■ **Exercise 1**: Please update the stretch of the post on temporary tables and wraparound from "We had an outage" through "to be vacuumed...).", replacing "monitoring job" with "health-check job".
■ **Exercise 2**: Carry on the post on temporary tables and wraparound from its final sentence.

Temporary tables versus wraparound... again

From: Greg Stark <stark(at)mit(dot)edu>
To: PostgreSQL-development <pgsql-hackers(at)postgresql(dot)org>
Subject: Temporary tables versus wraparound... again
Date: 2020-11-08 23:19:57
Message-ID: CAM-w4HNNBDeXiXrj0B+_-WvP5NZ6of0RLueqFUZfyqbLcbEfMA@mail.gmail.com
Views: Raw Message | Whole Thread | Download mbox | Resend email
Thread:
Lists: pgsql-hackers

We had an outage caused by transaction wraparound. And yes, one of the
first things I did on this site was check that we didn't have any
databases that were in danger of wraparound.

However since then we added a monitoring job that used a temporary
table with ON COMMIT DELETE ROWS. Since it was a simple monitoring job
it stayed connected to the database and used this small temporary
table for a very long period of time.

The temporary table never got vacuumed by autovacuum and never by the
monitoring job (since it was being truncated on every transaction why
would it need to be vacuumed...).

■ **Records supplied**:
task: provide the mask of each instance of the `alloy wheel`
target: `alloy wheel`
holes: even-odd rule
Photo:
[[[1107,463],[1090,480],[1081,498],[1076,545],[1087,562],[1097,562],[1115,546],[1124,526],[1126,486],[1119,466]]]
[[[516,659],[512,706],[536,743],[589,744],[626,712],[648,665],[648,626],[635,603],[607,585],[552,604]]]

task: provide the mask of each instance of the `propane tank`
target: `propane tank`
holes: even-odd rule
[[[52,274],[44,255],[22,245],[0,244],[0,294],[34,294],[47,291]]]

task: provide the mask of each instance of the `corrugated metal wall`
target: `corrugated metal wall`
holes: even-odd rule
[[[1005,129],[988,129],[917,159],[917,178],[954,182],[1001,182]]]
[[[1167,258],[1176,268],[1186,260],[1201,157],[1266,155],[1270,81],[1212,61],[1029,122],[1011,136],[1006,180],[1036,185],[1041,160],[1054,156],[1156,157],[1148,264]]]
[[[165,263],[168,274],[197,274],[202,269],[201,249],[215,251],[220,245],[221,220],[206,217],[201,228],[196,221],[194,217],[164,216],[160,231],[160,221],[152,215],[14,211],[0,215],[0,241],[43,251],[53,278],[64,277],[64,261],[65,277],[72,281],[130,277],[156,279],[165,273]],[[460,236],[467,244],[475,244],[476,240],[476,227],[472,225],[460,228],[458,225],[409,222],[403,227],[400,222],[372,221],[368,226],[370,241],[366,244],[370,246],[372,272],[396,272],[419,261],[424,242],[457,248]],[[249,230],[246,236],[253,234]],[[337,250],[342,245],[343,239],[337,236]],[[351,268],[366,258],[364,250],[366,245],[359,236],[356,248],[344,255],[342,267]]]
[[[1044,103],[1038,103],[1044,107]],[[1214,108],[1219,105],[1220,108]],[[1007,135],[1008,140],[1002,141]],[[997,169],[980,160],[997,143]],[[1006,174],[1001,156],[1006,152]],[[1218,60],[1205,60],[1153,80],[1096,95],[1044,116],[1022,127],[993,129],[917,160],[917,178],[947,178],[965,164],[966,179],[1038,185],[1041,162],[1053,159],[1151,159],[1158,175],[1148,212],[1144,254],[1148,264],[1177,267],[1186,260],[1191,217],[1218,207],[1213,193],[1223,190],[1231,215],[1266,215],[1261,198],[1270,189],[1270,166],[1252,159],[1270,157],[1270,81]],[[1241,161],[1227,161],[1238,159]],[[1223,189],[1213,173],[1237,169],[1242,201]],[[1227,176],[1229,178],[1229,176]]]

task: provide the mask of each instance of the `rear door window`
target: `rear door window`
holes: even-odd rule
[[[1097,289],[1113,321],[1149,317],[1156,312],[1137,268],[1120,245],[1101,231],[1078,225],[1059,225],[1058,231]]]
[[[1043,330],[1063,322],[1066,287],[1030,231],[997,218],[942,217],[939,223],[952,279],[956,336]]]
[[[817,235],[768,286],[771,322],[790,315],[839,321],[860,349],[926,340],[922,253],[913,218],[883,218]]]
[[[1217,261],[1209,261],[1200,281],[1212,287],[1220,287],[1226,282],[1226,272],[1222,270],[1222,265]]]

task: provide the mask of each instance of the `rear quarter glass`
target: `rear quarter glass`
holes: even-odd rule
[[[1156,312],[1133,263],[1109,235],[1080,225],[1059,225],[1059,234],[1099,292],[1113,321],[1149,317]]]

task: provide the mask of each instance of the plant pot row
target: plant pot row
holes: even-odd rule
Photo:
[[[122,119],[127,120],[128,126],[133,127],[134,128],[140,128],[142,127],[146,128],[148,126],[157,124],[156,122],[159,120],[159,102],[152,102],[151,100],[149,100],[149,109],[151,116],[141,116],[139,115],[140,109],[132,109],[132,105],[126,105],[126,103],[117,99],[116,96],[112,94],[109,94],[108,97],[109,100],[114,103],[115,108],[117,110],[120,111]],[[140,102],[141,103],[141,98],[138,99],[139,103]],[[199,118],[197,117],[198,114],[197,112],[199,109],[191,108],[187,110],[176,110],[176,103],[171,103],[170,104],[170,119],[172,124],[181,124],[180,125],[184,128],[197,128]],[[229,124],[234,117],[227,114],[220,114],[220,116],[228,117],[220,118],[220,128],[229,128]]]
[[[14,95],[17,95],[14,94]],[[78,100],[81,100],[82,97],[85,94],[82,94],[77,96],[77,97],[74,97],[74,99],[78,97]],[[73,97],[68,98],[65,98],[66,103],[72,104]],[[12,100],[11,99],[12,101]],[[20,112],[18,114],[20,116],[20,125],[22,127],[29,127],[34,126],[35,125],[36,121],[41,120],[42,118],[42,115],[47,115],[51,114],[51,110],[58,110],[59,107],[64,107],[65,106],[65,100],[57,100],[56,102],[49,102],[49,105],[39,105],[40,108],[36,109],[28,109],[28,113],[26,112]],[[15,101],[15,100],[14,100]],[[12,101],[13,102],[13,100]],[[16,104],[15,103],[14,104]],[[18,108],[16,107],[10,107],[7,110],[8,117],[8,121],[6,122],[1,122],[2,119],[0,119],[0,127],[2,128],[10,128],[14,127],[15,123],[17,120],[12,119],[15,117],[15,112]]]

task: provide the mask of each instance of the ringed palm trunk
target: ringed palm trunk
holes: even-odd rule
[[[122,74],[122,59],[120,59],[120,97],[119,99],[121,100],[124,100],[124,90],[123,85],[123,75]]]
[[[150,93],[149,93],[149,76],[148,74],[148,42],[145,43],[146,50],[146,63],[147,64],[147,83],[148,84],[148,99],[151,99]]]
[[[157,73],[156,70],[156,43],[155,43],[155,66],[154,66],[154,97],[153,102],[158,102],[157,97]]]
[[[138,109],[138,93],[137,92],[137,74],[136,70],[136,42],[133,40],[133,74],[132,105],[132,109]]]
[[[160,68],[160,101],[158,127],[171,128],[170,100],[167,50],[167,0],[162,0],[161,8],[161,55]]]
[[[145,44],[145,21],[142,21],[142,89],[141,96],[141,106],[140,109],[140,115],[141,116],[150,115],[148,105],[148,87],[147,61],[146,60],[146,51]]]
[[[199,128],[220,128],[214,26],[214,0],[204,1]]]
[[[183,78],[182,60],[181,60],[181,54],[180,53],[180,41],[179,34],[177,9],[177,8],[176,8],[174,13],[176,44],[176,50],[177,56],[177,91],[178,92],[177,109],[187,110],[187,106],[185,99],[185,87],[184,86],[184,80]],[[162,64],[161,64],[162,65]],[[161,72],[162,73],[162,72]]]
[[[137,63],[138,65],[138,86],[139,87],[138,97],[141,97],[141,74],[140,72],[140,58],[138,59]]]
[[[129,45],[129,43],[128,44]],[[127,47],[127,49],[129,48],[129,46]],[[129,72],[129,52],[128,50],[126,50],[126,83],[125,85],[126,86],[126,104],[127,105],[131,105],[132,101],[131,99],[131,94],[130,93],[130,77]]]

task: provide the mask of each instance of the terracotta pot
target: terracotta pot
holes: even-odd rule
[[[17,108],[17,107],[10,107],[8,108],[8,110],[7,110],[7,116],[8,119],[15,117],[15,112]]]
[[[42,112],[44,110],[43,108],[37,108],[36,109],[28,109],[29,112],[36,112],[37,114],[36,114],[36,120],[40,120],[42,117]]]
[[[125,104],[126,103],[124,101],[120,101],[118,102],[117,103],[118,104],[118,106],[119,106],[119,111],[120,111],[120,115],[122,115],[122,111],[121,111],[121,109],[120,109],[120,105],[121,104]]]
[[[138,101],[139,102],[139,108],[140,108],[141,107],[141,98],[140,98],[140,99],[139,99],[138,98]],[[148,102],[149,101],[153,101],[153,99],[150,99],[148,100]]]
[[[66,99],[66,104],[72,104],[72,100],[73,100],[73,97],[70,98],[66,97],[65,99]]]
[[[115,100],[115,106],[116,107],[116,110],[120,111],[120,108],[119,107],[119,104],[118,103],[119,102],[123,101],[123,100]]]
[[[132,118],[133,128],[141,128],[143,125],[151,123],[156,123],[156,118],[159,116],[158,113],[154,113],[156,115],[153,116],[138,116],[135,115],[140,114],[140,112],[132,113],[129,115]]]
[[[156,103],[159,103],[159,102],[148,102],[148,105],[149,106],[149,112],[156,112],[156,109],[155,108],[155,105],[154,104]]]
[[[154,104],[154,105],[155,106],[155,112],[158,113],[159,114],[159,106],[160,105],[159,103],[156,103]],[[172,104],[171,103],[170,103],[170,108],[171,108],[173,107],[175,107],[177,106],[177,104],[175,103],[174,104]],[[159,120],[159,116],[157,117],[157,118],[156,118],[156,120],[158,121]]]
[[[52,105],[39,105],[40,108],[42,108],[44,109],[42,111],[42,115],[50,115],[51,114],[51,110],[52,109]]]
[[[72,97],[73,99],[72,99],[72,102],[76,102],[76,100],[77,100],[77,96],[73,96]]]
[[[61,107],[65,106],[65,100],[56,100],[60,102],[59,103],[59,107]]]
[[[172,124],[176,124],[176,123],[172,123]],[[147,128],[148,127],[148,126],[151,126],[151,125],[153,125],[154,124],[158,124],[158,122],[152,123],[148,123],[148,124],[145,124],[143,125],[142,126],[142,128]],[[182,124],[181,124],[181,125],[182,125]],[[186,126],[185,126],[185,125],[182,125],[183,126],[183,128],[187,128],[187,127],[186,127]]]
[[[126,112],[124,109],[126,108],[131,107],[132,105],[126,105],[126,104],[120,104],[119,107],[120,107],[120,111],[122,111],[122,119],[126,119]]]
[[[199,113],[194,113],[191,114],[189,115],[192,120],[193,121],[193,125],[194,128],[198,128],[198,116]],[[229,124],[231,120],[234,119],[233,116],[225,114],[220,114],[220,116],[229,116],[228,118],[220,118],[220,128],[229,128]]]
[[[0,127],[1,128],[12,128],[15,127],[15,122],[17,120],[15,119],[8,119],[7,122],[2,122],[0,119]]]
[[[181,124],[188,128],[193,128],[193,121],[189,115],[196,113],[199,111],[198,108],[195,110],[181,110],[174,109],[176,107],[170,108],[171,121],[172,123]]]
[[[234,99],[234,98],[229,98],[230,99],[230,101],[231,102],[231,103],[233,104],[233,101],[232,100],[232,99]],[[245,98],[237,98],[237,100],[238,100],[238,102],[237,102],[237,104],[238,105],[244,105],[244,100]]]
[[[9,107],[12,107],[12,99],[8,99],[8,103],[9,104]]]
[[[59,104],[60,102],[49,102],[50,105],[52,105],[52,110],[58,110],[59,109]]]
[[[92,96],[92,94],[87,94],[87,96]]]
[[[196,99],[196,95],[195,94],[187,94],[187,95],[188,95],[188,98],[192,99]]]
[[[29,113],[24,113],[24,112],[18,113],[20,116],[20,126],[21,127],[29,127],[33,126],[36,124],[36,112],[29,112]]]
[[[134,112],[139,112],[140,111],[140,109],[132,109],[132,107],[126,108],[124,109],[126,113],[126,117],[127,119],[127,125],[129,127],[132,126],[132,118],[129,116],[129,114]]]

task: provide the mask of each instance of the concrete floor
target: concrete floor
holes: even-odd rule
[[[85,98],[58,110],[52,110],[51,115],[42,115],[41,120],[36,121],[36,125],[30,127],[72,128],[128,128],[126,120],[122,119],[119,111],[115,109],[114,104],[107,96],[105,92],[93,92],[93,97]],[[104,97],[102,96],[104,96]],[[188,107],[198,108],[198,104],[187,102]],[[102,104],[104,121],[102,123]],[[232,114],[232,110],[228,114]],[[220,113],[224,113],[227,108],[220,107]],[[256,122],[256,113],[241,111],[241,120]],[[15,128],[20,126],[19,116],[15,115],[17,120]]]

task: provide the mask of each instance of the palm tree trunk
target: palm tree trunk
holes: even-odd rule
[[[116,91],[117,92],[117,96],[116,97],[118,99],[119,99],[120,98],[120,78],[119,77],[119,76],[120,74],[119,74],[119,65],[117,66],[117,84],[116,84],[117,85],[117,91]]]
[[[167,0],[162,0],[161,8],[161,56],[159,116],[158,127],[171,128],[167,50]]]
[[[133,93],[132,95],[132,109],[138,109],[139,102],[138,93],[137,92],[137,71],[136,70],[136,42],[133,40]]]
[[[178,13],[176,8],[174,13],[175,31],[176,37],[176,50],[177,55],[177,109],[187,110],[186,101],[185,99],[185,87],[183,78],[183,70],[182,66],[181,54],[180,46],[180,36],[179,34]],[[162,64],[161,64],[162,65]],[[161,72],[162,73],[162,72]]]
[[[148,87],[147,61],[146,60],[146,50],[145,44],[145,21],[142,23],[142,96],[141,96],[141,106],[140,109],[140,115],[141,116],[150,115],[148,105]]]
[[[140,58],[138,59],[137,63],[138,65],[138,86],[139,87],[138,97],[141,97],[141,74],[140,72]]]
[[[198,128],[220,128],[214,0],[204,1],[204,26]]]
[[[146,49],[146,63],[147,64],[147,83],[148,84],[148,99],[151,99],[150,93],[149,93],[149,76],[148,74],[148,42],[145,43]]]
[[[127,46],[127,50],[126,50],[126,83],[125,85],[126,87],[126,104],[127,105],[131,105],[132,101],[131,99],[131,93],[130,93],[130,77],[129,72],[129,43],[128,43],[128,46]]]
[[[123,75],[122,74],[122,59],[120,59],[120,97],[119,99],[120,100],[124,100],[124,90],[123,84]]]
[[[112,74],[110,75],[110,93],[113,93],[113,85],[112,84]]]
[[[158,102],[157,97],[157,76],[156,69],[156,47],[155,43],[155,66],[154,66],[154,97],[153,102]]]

■ **Task response 1**:
We had an outage caused by transaction wraparound. And yes, one of the
first things I did on this site was check that we didn't have any
databases that were in danger of wraparound.

However since then we added a health-check job that used a temporary
table with ON COMMIT DELETE ROWS. Since it was a simple health-check job
it stayed connected to the database and used this small temporary
table for a very long period of time.

The temporary table never got vacuumed by autovacuum and never by the
health-check job (since it was being truncated on every transaction why
would it need to be vacuumed...).

■ **Task response 2**:
We've been around this bush before. Tom added orphaned table
protection to autovacuum precisely because temporary tables can cause
the datfrozenxid to get held back indefinitely. Then Michael Paquier
and Tsunakawa Takayuki both found it worth making this more
aggressive.

But none of that helped as the temporary schema was still in use so
they were not considered "orphaned" temp tables at all.

I think we need to add some warnings to autovacuum when it detects
*non* orphaned temporary tables that are older than the freeze
threshold.

However in the case of ON COMMIT DELETE ROWS we can do better. Why not
just reset the relfrozenxid and other stats as if the table was
freshly created when it's truncated?

I put together this quick patch to check the idea and it seems to
integrate fine in the code. I'm not sure about a few points but I
don't think they're showstoppers.

1) Should we update relpages and reltuples. I think so but an argument
could be made that people might be depending on running analyze once
when the data is loaded and then not having to run analyze on every
data load.

2) adding the dependency on heapam.h to heap.c makes sense because of
heap_inplace_update bt it may be a bit annoying because I suspect
that's a useful sanity check that the tableam stuff hasn't been
bypassed

3) I added a check to the regression tests but I'm not sure it's a
good idea to actually commit this. It could fail if there's a parallel
transaction going on and even moving the test to the serial schedule
might not guarantee that never happens due to autovacuum running
analyze?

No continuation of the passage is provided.